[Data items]
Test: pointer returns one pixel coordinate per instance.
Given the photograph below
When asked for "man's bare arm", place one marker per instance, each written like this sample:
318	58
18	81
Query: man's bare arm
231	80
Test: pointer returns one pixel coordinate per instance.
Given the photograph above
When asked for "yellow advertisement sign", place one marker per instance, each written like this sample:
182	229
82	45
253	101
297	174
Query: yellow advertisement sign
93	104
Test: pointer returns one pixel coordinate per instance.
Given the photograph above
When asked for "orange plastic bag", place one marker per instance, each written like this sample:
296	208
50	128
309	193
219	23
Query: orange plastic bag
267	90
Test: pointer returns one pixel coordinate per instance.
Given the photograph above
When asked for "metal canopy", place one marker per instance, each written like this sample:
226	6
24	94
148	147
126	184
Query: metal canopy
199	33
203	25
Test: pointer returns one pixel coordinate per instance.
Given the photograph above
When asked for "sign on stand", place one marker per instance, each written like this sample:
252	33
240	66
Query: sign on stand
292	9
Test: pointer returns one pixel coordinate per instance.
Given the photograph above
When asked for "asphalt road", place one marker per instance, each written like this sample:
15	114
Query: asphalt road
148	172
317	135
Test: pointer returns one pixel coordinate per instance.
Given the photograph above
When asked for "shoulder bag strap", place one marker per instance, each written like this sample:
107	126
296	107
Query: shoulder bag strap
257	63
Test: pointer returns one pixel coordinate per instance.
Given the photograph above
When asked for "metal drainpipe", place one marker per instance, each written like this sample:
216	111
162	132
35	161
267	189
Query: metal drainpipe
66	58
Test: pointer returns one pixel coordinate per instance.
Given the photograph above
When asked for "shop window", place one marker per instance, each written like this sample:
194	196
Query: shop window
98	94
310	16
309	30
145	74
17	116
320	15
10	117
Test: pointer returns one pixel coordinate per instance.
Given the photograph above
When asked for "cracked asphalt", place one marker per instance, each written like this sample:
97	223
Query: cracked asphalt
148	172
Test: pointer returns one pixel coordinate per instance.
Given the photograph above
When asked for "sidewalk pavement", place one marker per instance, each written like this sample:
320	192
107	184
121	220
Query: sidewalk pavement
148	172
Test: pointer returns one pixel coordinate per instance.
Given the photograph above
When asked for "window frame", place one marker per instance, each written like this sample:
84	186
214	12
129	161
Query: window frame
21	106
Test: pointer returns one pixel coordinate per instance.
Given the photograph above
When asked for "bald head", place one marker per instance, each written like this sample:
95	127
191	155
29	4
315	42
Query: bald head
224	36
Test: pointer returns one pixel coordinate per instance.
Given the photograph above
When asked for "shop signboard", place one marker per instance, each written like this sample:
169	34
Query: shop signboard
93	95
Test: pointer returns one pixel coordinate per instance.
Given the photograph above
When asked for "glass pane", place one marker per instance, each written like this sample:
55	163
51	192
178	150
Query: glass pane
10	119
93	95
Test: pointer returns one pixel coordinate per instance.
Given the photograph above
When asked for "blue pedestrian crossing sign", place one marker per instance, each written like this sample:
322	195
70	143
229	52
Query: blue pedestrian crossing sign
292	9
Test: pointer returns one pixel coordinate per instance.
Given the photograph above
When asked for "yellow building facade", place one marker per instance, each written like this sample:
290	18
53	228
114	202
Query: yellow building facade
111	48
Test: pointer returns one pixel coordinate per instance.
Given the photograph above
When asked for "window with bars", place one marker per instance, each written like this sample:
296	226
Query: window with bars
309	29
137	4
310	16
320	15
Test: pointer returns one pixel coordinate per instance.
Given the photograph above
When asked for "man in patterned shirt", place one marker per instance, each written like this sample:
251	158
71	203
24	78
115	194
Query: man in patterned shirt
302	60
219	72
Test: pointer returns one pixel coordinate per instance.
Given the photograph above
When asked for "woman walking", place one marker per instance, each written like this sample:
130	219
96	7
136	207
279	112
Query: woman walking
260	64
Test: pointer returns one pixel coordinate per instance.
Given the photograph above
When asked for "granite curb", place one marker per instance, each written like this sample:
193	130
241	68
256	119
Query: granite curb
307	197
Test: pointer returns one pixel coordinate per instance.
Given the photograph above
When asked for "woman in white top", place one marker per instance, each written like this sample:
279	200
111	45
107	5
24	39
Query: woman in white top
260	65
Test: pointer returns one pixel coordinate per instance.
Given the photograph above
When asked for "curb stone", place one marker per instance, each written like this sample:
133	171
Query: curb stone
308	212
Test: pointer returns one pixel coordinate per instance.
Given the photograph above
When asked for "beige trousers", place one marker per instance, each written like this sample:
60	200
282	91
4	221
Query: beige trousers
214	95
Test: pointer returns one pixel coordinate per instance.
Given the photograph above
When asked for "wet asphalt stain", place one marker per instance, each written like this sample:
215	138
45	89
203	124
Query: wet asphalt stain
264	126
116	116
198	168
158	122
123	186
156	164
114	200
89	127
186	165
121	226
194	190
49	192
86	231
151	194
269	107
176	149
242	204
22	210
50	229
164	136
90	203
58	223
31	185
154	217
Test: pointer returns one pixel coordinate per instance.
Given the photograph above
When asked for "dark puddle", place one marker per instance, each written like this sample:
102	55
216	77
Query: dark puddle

◆ **Your goal**: Which lines of the listing above contain the word "metal"? Copy each of them, treating case as significant.

◆ **The completed task**:
When asked for "metal canopy", place one marker per instance, each written like this sample:
Query: metal canopy
When asked for "metal drainpipe", place one marker per instance, each written like this sample:
Query: metal drainpipe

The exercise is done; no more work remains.